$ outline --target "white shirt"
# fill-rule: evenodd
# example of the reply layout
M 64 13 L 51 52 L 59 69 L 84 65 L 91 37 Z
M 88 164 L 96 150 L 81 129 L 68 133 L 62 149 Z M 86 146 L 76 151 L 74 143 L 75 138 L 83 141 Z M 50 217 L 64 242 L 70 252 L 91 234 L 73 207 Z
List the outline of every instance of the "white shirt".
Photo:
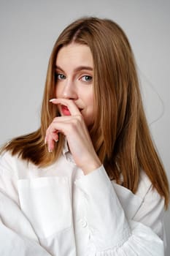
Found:
M 45 168 L 6 152 L 0 192 L 0 255 L 164 255 L 164 200 L 144 172 L 134 195 L 103 166 L 84 176 L 66 148 Z

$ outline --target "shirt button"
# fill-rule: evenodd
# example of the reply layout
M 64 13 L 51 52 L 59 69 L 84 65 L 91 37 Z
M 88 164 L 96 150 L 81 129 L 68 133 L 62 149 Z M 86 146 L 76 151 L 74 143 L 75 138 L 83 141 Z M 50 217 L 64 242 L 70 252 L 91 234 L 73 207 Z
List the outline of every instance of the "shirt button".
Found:
M 81 220 L 81 225 L 82 225 L 82 227 L 85 227 L 88 225 L 88 222 L 86 222 L 86 220 L 82 219 Z

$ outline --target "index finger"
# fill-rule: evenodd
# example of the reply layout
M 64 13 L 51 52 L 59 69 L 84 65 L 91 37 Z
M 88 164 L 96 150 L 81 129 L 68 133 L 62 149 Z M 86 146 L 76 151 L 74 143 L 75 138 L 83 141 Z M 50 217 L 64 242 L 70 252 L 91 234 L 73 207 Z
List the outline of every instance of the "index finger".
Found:
M 58 98 L 52 99 L 50 102 L 53 104 L 61 104 L 66 106 L 72 116 L 81 114 L 80 109 L 72 99 Z

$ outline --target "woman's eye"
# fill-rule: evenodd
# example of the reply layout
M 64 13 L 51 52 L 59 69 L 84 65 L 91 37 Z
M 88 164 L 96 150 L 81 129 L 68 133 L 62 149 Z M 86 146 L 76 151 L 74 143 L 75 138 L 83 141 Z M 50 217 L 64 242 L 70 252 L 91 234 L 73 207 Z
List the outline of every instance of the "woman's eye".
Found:
M 92 81 L 92 77 L 90 75 L 84 75 L 82 77 L 81 80 L 84 82 L 91 82 Z
M 55 78 L 57 80 L 63 80 L 63 79 L 66 79 L 66 76 L 63 74 L 58 74 L 58 73 L 56 73 L 55 74 Z

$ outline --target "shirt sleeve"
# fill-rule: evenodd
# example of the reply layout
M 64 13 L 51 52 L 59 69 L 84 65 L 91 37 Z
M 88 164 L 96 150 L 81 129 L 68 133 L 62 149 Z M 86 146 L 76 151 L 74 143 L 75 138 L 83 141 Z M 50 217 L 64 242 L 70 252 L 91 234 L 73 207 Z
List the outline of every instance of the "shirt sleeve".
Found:
M 152 227 L 140 222 L 147 212 L 154 219 L 152 223 L 159 222 L 160 214 L 154 214 L 155 204 L 152 209 L 152 205 L 150 208 L 149 205 L 148 208 L 143 208 L 145 213 L 140 216 L 139 211 L 134 219 L 128 219 L 103 166 L 76 180 L 75 184 L 83 194 L 87 209 L 90 233 L 87 255 L 164 255 L 163 240 Z
M 31 225 L 18 202 L 15 176 L 10 175 L 7 162 L 1 159 L 0 255 L 50 256 L 39 244 Z

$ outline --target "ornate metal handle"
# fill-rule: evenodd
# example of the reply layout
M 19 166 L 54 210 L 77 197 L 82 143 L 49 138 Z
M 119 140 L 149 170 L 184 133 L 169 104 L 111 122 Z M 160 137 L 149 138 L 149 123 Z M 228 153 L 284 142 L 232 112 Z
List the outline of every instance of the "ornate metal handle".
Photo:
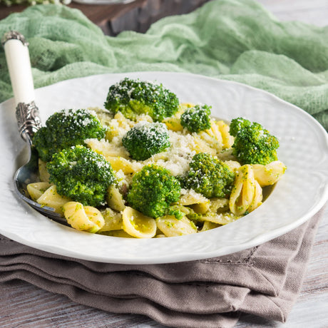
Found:
M 29 43 L 24 36 L 16 31 L 6 33 L 1 43 L 15 98 L 19 131 L 24 140 L 31 142 L 34 134 L 41 128 L 41 120 L 34 101 Z

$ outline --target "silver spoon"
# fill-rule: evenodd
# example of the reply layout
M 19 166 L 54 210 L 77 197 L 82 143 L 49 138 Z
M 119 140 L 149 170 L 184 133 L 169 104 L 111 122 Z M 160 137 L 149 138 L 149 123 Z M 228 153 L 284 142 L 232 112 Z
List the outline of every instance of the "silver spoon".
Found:
M 32 144 L 34 133 L 41 128 L 39 109 L 34 101 L 34 86 L 31 69 L 28 43 L 19 32 L 10 31 L 1 40 L 6 53 L 16 105 L 16 117 L 21 138 L 27 143 L 29 160 L 19 168 L 14 176 L 14 186 L 19 198 L 37 211 L 60 223 L 66 220 L 53 207 L 43 206 L 29 197 L 26 185 L 37 182 L 39 155 Z

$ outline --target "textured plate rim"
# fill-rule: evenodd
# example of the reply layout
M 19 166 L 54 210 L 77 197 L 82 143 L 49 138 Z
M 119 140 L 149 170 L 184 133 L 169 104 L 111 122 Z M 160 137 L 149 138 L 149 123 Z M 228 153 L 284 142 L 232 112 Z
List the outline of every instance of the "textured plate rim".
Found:
M 278 97 L 268 93 L 266 91 L 264 91 L 262 90 L 257 89 L 255 88 L 253 88 L 252 86 L 249 86 L 242 83 L 237 83 L 237 82 L 233 82 L 233 81 L 226 81 L 226 80 L 218 80 L 217 78 L 210 78 L 210 77 L 206 77 L 203 76 L 198 76 L 195 74 L 191 74 L 191 73 L 171 73 L 171 72 L 133 72 L 133 73 L 113 73 L 113 74 L 101 74 L 101 75 L 97 75 L 97 76 L 87 76 L 84 78 L 74 78 L 72 80 L 66 80 L 61 82 L 58 82 L 58 83 L 56 83 L 54 85 L 51 86 L 48 86 L 43 88 L 41 88 L 39 89 L 37 89 L 37 92 L 42 93 L 42 92 L 44 90 L 48 90 L 49 88 L 53 88 L 53 86 L 56 86 L 56 87 L 63 87 L 65 86 L 66 83 L 70 83 L 72 81 L 79 80 L 80 81 L 83 81 L 84 79 L 86 81 L 88 81 L 88 79 L 91 78 L 102 78 L 106 76 L 108 76 L 115 79 L 119 79 L 122 78 L 123 77 L 128 76 L 131 76 L 134 77 L 138 77 L 138 76 L 168 76 L 168 78 L 172 78 L 173 77 L 174 78 L 196 78 L 196 79 L 200 79 L 200 80 L 206 80 L 210 82 L 212 82 L 213 83 L 224 83 L 229 85 L 230 86 L 238 86 L 238 88 L 242 88 L 243 90 L 245 91 L 245 92 L 255 92 L 255 93 L 260 93 L 262 95 L 265 95 L 266 97 L 268 98 L 268 99 L 270 99 L 273 102 L 276 102 L 277 103 L 280 103 L 280 104 L 284 104 L 284 106 L 287 106 L 290 111 L 295 111 L 298 115 L 300 115 L 302 118 L 303 118 L 305 121 L 307 122 L 309 122 L 310 124 L 315 127 L 317 129 L 317 133 L 320 135 L 320 138 L 322 138 L 322 143 L 325 144 L 326 148 L 325 148 L 325 153 L 324 153 L 324 163 L 328 163 L 327 158 L 327 153 L 328 153 L 328 137 L 327 137 L 327 133 L 324 130 L 324 129 L 322 127 L 322 125 L 314 118 L 312 118 L 310 115 L 302 111 L 302 109 L 297 108 L 297 106 L 290 104 L 289 103 L 287 103 L 286 101 L 279 98 Z M 160 78 L 158 78 L 159 81 L 161 81 Z M 164 84 L 164 83 L 163 83 Z M 174 92 L 174 90 L 173 90 Z M 2 103 L 0 104 L 0 107 L 1 106 L 6 106 L 12 103 L 12 99 L 6 101 L 5 102 Z M 16 128 L 16 127 L 14 127 Z M 4 186 L 3 186 L 4 187 Z M 8 189 L 7 186 L 4 186 L 5 189 Z M 9 188 L 10 189 L 10 188 Z M 177 253 L 173 255 L 165 255 L 165 254 L 160 254 L 160 256 L 151 256 L 151 257 L 131 257 L 129 256 L 129 255 L 126 255 L 126 256 L 124 258 L 118 258 L 117 257 L 114 256 L 113 255 L 109 255 L 108 256 L 104 256 L 103 254 L 98 255 L 98 254 L 83 254 L 81 251 L 78 250 L 67 250 L 65 247 L 63 247 L 61 245 L 53 245 L 53 244 L 45 244 L 44 242 L 39 242 L 39 240 L 36 239 L 33 239 L 31 240 L 30 237 L 26 237 L 24 235 L 22 235 L 21 233 L 16 233 L 16 232 L 13 231 L 11 228 L 9 228 L 8 227 L 4 227 L 3 226 L 0 227 L 0 232 L 2 233 L 4 235 L 11 238 L 14 240 L 16 240 L 19 242 L 21 242 L 22 244 L 31 246 L 34 248 L 37 248 L 41 250 L 44 250 L 46 252 L 49 252 L 51 253 L 60 255 L 64 255 L 64 256 L 68 256 L 71 257 L 75 257 L 75 258 L 78 258 L 81 260 L 92 260 L 92 261 L 96 261 L 96 262 L 113 262 L 113 263 L 123 263 L 123 264 L 155 264 L 155 263 L 168 263 L 168 262 L 182 262 L 182 261 L 189 261 L 189 260 L 201 260 L 204 258 L 207 258 L 207 257 L 213 257 L 216 256 L 221 256 L 221 255 L 227 255 L 230 253 L 232 253 L 235 252 L 237 252 L 240 250 L 242 250 L 247 248 L 250 248 L 254 246 L 256 246 L 259 244 L 261 244 L 262 242 L 267 242 L 270 240 L 272 240 L 275 237 L 279 237 L 280 235 L 286 233 L 301 224 L 304 223 L 305 221 L 307 221 L 308 219 L 309 219 L 312 216 L 313 216 L 317 212 L 318 212 L 320 208 L 324 205 L 324 203 L 327 202 L 328 200 L 328 183 L 326 182 L 322 188 L 322 190 L 320 193 L 320 197 L 319 199 L 317 200 L 317 201 L 314 204 L 314 205 L 310 207 L 307 208 L 305 211 L 305 212 L 302 215 L 299 216 L 297 219 L 295 219 L 294 221 L 292 221 L 291 223 L 285 225 L 283 227 L 278 227 L 277 229 L 273 229 L 271 230 L 270 231 L 267 231 L 265 233 L 262 233 L 258 235 L 254 235 L 252 237 L 250 238 L 247 242 L 242 242 L 242 244 L 239 245 L 222 245 L 217 249 L 215 249 L 212 251 L 207 251 L 207 252 L 198 252 L 196 254 L 193 254 L 191 252 L 181 252 L 180 253 Z M 265 205 L 265 203 L 262 205 L 264 207 Z M 24 208 L 25 210 L 27 212 L 27 215 L 33 215 L 34 217 L 37 217 L 38 219 L 39 220 L 44 220 L 44 217 L 40 215 L 39 213 L 35 212 L 34 210 L 31 209 L 29 207 L 28 207 L 25 204 L 21 204 L 21 205 L 22 208 Z M 250 213 L 249 215 L 257 215 L 257 211 L 255 210 L 255 212 Z M 247 215 L 248 216 L 248 215 Z M 99 236 L 99 235 L 93 235 L 91 234 L 87 234 L 86 232 L 72 232 L 71 228 L 67 228 L 66 227 L 63 227 L 56 222 L 51 222 L 48 220 L 49 222 L 51 222 L 51 225 L 54 225 L 53 226 L 57 226 L 58 229 L 62 230 L 63 232 L 65 234 L 68 234 L 68 235 L 71 236 L 72 233 L 73 235 L 78 235 L 81 238 L 85 238 L 86 242 L 88 241 L 88 242 L 93 243 L 94 242 L 95 237 L 96 237 L 97 240 L 100 240 L 99 238 L 108 238 L 108 237 L 106 236 Z M 229 226 L 232 227 L 232 225 L 235 225 L 235 223 L 234 222 L 232 224 L 230 224 Z M 227 227 L 227 226 L 226 226 Z M 225 228 L 225 227 L 222 227 Z M 222 229 L 222 228 L 220 228 Z M 155 243 L 158 244 L 163 244 L 163 240 L 177 240 L 179 239 L 180 240 L 180 242 L 188 242 L 188 240 L 190 238 L 194 238 L 196 235 L 199 236 L 203 234 L 206 234 L 207 232 L 203 232 L 202 234 L 197 234 L 194 235 L 190 235 L 190 236 L 183 236 L 183 237 L 170 237 L 170 238 L 165 238 L 165 239 L 157 239 L 157 240 L 152 240 L 155 241 Z M 83 237 L 81 237 L 83 235 Z M 205 237 L 205 235 L 204 235 Z M 117 237 L 109 237 L 109 238 L 115 238 L 116 240 L 118 240 Z M 198 237 L 199 238 L 199 237 Z M 130 240 L 130 242 L 132 240 Z M 139 244 L 145 245 L 145 247 L 148 246 L 148 242 L 145 242 L 144 240 L 133 240 L 133 241 L 131 242 L 129 242 L 129 245 L 133 245 L 133 243 L 137 242 Z M 178 245 L 179 242 L 178 242 Z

YOUR INSTRUCTIONS >> Reproduce the material verbatim, from its start through the line containing "M 55 78 L 57", including both ends, and omit the pictures.

ANSWER TO THE TASK >>
$ outline --target "white shirt"
# fill-rule: evenodd
# example of the reply layout
M 64 13 L 51 52 L 59 69 L 84 65 L 91 37 Z
M 88 164 L 96 150 L 81 129 L 68 133 L 62 149 Z M 86 146 L 76 151 L 74 143 L 75 138 L 83 141 Z M 50 217 L 64 242 L 70 252 L 91 234 L 73 207 Z
List the outline of every instance of the "white shirt".
Photo:
Found:
M 45 168 L 6 152 L 0 192 L 0 255 L 164 255 L 164 200 L 144 172 L 134 195 L 103 166 L 84 176 L 66 148 Z

$ outline --target "shirt button"
# fill-rule: evenodd
# example of the reply layout
M 64 13 L 51 52 L 59 69 L 84 65 L 91 37 Z
M 88 164 L 96 150 L 81 129 L 68 133 L 62 149 Z M 86 146 L 76 151 L 74 143 L 75 138 L 83 141 Z M 50 217 L 64 242 L 70 252 L 91 234 L 73 207 Z
List the outline of every instance of the "shirt button".
Found:
M 81 220 L 81 225 L 82 225 L 82 227 L 85 227 L 88 225 L 88 222 L 86 222 L 86 220 L 82 219 Z

$ outline --target "index finger"
# fill-rule: evenodd
# example of the reply layout
M 64 13 L 51 52 L 59 69 L 84 65 L 91 37 Z
M 88 164 L 96 150 L 81 129 L 68 133 L 62 149 Z M 86 146 L 76 151 L 74 143 L 75 138 L 83 141 Z M 50 217 L 64 242 L 70 252 L 91 234 L 73 207 Z
List the outline of every instance of the "index finger".
Found:
M 58 98 L 52 99 L 50 102 L 53 104 L 61 104 L 66 106 L 72 116 L 81 114 L 80 109 L 72 99 Z

$ outline --target "woman's eye"
# fill-rule: evenodd
# example of the reply layout
M 64 13 L 51 52 L 59 69 L 84 65 L 91 37 Z
M 88 164 L 96 150 L 81 129 L 68 133 L 62 149 Z M 86 146 L 76 151 L 74 143 L 75 138 L 83 141 Z M 50 217 L 64 242 L 70 252 L 91 234 L 73 207 Z
List the outline of every instance of the "woman's eye".
Found:
M 92 81 L 92 77 L 90 75 L 84 75 L 82 77 L 81 80 L 84 82 L 91 82 Z
M 55 78 L 57 80 L 63 80 L 63 79 L 66 79 L 66 76 L 63 74 L 58 74 L 58 73 L 56 73 L 55 74 Z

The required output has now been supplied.